=== What you are asked to do ===
Print the whole listing below line for line, changing nothing.

-- -- --

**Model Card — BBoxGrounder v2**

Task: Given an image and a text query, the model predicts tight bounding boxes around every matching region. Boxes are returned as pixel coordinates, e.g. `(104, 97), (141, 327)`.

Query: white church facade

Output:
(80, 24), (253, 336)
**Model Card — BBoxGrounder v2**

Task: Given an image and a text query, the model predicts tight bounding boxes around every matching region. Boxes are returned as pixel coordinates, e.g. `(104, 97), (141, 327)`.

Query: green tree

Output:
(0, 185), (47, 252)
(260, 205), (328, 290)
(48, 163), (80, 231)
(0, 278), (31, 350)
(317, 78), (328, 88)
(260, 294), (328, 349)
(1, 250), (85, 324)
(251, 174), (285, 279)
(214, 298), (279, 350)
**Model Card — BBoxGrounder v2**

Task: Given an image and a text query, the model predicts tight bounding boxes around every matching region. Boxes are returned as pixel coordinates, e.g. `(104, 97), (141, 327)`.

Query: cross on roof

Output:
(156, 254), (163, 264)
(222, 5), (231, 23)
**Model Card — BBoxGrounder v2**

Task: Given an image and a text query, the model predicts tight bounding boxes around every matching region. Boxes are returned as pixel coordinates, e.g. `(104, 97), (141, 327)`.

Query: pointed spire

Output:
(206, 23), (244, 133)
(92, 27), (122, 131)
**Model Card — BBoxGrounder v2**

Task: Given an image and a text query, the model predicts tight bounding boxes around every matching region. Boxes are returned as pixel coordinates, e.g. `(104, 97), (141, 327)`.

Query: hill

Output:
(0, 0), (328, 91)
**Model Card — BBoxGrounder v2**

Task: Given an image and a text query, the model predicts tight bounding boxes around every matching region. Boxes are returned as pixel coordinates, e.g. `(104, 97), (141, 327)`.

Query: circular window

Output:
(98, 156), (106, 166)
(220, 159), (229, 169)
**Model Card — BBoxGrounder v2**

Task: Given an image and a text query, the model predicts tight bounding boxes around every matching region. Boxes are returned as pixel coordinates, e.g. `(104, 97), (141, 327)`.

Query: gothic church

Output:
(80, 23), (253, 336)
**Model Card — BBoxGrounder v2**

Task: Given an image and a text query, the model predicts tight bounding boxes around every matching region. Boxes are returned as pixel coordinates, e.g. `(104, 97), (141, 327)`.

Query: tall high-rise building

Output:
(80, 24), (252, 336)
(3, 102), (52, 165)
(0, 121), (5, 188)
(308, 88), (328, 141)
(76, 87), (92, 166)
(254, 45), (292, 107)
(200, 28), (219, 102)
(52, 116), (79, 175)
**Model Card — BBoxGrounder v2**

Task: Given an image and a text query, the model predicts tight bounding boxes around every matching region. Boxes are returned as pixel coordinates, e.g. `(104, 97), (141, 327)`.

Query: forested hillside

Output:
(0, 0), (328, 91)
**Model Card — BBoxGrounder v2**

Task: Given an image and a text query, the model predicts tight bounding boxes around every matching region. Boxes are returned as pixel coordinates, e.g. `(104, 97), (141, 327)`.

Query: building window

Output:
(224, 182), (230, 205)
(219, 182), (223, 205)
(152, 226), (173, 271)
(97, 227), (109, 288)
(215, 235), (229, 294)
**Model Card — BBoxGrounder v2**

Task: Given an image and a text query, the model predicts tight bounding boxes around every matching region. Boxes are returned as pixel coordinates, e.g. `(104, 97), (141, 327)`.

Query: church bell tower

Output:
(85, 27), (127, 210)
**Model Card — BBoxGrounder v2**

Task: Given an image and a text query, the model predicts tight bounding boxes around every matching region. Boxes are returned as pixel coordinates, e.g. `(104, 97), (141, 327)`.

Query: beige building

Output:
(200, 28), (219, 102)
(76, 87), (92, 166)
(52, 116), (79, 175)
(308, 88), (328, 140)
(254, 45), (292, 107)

-- -- --

=== Correct result ===
**Model Card — BBoxGrounder v2**

Task: Given an image and a text query, the model predicts tight bounding boxes around every matching region. Boxes are returned as pixel coordinates, e.g. `(104, 97), (141, 327)`.

Query: white church facade

Output:
(80, 24), (253, 336)
**Model Card — BBoxGrounder v2**

Task: Given an image and a text query, the model predicts tight bounding boxes around every matching region. Boxes are returned as pixel coordinates, e.g. `(104, 97), (141, 327)`.

Query: green tree

Output:
(0, 185), (47, 252)
(260, 205), (328, 290)
(48, 163), (80, 231)
(0, 278), (31, 350)
(317, 78), (328, 88)
(260, 294), (328, 349)
(1, 250), (85, 324)
(251, 174), (285, 279)
(214, 298), (279, 350)
**Model Card — BBoxGrounder v2**

Task: Given an image and a text query, the model predicts tight bounding boxes around every matching region. Boxes are returned as pixel coordinates, e.g. `(104, 97), (141, 327)`.

Query: cross on roof

Output:
(156, 254), (163, 264)
(222, 5), (231, 23)
**Model Card — BBoxGrounder v2**

Task: Given an image and a text query, the model predicts tight bounding boxes around every matching region. Boxes are returned as pixel coordinates, e.g. `(104, 97), (141, 327)`.

Query: pointed spire

Output:
(206, 23), (244, 133)
(92, 27), (122, 131)
**Model Card — BBoxGrounder v2**

Task: Given an image and a text query, the model predicts tight bounding boxes around every matching region. Boxes are returned as pixel coordinates, e.g. `(104, 97), (141, 327)`.

Query: hill

Output:
(0, 0), (328, 91)
**Model Card — BBoxGrounder v2**

Task: Given an image and a text query, the model predicts tight bounding boxes around every matching region. Boxes are returned as pixel coordinates, e.g. `(104, 97), (141, 327)`.

Query: circular window

Output:
(98, 156), (106, 166)
(220, 159), (229, 169)
**Model Card — BBoxGrounder v2**

Task: Given an image and a text query, the model predicts tight bounding boxes around every matching region. Boxes are returned as pixel coordinates, e.g. `(104, 97), (141, 327)`.

Query: gothic church

Output:
(80, 23), (253, 336)
**Model Card — BBoxGrounder v2**

Task: Given an image and a text query, the model predicts tight bounding boxes around every matching region. Boxes are returned as pixel coordinates, e.g. `(104, 97), (141, 327)`.

Query: tall high-rise building

Output:
(80, 24), (252, 336)
(3, 102), (52, 165)
(0, 121), (5, 188)
(308, 88), (328, 141)
(76, 87), (92, 166)
(254, 45), (292, 107)
(200, 28), (219, 102)
(52, 116), (79, 175)
**Model Card — BBoxGrounder v2**

Task: Given an image and a text query, the model predicts tight bounding boxes around every matching region. Boxes are returned as pixel coordinates, e.g. `(104, 97), (141, 327)`.

Query: forested hillside

Output:
(0, 0), (328, 91)
**Model Card — BBoxGrounder v2**

Task: Given an image and a text query, the model predicts tight bounding boxes around every matching region. Boxes are returned as pixel coordinates, e.g. `(104, 97), (141, 327)`.

Query: building window

Output:
(224, 182), (230, 205)
(219, 182), (223, 205)
(152, 226), (173, 271)
(97, 227), (109, 288)
(215, 235), (229, 294)
**Model Card — BBoxGrounder v2**

Task: Given an image and a text query, the model predicts tight bounding boxes around every matching region. Boxes are returned as pixel coordinates, e.g. `(104, 97), (141, 327)`.

Query: church bell tower

Output:
(85, 27), (127, 210)
**Model Card — BBoxGrounder v2**

Task: Given an image and a text query, the model predicts tight bounding boxes around every matching region. Boxes are returned as pixel coordinates, e.g. `(104, 97), (141, 327)`.

Query: beige building

Output:
(200, 28), (219, 102)
(76, 87), (92, 166)
(52, 116), (79, 175)
(308, 88), (328, 140)
(254, 45), (292, 107)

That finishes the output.